[Source extract]
##############################

Bicycle transportation planning and engineering are the disciplines related to transportation engineering and transportation planning concerning bicycles as a mode of transport and the concomitant study, design and implementation of cycling infrastructure. It includes the study and design of dedicated transport facilities for cyclists (e.g. cyclist-only paths) as well as mixed-mode environments (i.e. where cyclists share roads and paths with vehicular and foot traffic) and how both of these examples can be made to work safely. In jurisdictions such as the United States it is often practiced in conjunction with planning for pedestrians as a part of active transportation planning.

Networks, signage and maps

Most national cycling route networks have long-distance named routes, rather like highways. However, the international numbered-node cycle network has a modular design that enables arbitrary routes using simple signage. Both aim to minimize map use with plentiful signs.

##############################

Outline records:
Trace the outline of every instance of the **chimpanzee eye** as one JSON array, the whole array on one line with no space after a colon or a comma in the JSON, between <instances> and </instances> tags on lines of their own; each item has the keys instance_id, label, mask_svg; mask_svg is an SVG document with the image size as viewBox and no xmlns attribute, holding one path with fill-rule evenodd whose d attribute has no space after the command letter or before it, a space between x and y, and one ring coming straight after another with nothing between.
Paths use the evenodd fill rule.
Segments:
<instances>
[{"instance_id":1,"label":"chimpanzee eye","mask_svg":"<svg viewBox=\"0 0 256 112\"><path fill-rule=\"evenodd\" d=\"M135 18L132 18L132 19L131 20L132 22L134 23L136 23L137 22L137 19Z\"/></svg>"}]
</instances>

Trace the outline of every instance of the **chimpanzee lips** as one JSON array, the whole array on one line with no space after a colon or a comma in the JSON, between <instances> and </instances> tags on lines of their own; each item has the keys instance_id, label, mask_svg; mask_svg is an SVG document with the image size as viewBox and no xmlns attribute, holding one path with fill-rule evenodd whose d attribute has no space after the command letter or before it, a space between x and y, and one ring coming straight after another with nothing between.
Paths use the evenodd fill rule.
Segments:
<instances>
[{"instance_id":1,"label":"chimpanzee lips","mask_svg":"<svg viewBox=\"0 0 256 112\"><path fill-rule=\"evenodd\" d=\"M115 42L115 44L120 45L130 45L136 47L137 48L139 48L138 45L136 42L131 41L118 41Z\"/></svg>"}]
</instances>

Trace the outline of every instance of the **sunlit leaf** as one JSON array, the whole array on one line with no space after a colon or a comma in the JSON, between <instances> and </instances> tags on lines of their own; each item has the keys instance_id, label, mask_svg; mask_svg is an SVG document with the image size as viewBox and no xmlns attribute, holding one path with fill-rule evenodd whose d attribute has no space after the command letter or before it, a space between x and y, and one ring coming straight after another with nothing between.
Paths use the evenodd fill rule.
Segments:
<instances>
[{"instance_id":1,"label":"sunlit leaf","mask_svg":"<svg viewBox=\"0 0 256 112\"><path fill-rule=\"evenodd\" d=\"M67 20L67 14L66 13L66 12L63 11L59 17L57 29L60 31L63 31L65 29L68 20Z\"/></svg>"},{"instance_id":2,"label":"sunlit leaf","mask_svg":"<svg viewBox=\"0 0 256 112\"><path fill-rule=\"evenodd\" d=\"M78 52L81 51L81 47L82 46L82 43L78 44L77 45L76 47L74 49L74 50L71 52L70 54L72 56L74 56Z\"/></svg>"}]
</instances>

##############################

[Stated problem 1]
Using the bicycle transportation planning text, decide whether each statement agrees with it. Answer yes or no and quote the deciding words.
(a) In the United States, bicycle planning is often carried out together with pedestrian planning.
(b) The international numbered-node cycle network is built from long-distance named routes.
(c) Both kinds of route network aim to increase map use.
[Stated problem 2]
Answer these questions from the bicycle transportation planning text.
(a) Besides dedicated facilities for cyclists, what kind of environment does the field study?
(b) Within which broader kind of planning is it often practiced in the United States?
(c) What do most national cycling route networks have that is compared to highways?
[Stated problem 3] Continue the text on bicycle transportation planning from its last sentence.

[Exercise result 1]
(a) Yes: "it is often practiced in conjunction with planning for pedestrians"
(b) No: "the international numbered-node cycle network has a modular design that enables arbitrary routes using simple signage"
(c) No: "Both aim to minimize map use with plentiful signs."

[Exercise result 2]
(a) Mixed-mode environments, where cyclists share roads and paths with vehicular and foot traffic.
(b) Active transportation planning.
(c) Long-distance named routes.

[Exercise result 3]
Cycle networks of routes can be developed in co-ordination with cycle maps. Co-ordination can be local or national (the numbered-node cycle network has national co-ordination in some countries, and local co-ordination in others).

Bikeways
Some examples of the types of bikeways under the purview of bicycle transportation engineers include partially segregated infrastructure in-road such as bike lanes, buffered bike lanes; physically segregated in-road such as cycle tracks; bike paths with their own right-of-way; and shared facilities such as bicycle boulevards, shared lane markings, advisory bike lane, road shoulders, wide outside lanes, shared street schemes, and any roadways with legal access for cycling.

In roadway

NACTO guidelines state "desired width for a cycle track should be 5 feet (1.5m). In areas with high bicyclist volumes or uphill sections, the desired width should be 7 feet (2.1m)".
CROW standard width for one way cycle paths in the Netherlands is a minimum of 2.5 m (8'). For bidirectional use the minimum is 3.5 m (11').

Unsegregated

Bicycle boulevard
Shared bus and cycle lane

Partially segregated

Cycle lane
Shared lane marking

Segregated

Cycle track

Barriers
Options for barriers are soft-hit posts, raised curb or traffic barriers.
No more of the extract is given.